WHAT NEEDS TO BE DONE: Which lines below contain "spoke"? Pull them out.

TASK MATERIAL:
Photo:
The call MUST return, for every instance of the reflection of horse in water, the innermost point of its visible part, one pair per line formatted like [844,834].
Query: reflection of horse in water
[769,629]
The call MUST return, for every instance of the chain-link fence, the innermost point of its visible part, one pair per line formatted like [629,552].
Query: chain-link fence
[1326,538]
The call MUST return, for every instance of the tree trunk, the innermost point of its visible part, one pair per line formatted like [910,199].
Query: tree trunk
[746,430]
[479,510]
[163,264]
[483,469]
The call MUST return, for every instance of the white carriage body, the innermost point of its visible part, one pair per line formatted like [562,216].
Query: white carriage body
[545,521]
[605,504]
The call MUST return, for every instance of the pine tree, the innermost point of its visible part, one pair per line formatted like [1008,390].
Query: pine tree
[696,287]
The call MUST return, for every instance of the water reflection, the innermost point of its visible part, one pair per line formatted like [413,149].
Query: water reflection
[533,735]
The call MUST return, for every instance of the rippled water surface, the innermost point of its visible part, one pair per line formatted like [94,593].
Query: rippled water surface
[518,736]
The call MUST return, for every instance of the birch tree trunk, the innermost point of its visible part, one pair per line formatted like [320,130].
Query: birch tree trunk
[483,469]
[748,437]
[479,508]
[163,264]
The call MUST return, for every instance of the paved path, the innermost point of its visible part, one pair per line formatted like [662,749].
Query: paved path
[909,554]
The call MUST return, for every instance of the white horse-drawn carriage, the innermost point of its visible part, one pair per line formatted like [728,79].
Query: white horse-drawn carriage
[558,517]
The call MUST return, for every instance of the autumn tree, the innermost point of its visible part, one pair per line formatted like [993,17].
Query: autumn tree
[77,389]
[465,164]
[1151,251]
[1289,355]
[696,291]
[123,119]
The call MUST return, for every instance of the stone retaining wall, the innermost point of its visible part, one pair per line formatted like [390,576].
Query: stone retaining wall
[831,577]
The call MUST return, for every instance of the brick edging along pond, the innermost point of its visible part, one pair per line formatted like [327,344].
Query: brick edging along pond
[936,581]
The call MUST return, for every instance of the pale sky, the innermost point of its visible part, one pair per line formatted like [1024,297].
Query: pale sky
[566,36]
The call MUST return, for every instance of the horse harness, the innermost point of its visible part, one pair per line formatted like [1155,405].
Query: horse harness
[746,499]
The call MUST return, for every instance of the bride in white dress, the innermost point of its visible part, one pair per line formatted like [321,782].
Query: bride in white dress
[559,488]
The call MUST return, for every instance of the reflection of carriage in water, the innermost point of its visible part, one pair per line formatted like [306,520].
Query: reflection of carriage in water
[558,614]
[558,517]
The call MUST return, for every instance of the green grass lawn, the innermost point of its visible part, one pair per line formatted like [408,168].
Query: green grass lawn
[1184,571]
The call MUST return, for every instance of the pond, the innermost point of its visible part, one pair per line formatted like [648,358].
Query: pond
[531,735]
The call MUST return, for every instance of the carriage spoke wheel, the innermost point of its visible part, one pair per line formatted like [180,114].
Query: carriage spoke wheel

SOLUTION TO THIS PROBLEM:
The call MUST return, for every instance of the carriage spoke wheel, the innermost point of its visible part, one pair per line formatted like [180,114].
Query: carriage spoke wheel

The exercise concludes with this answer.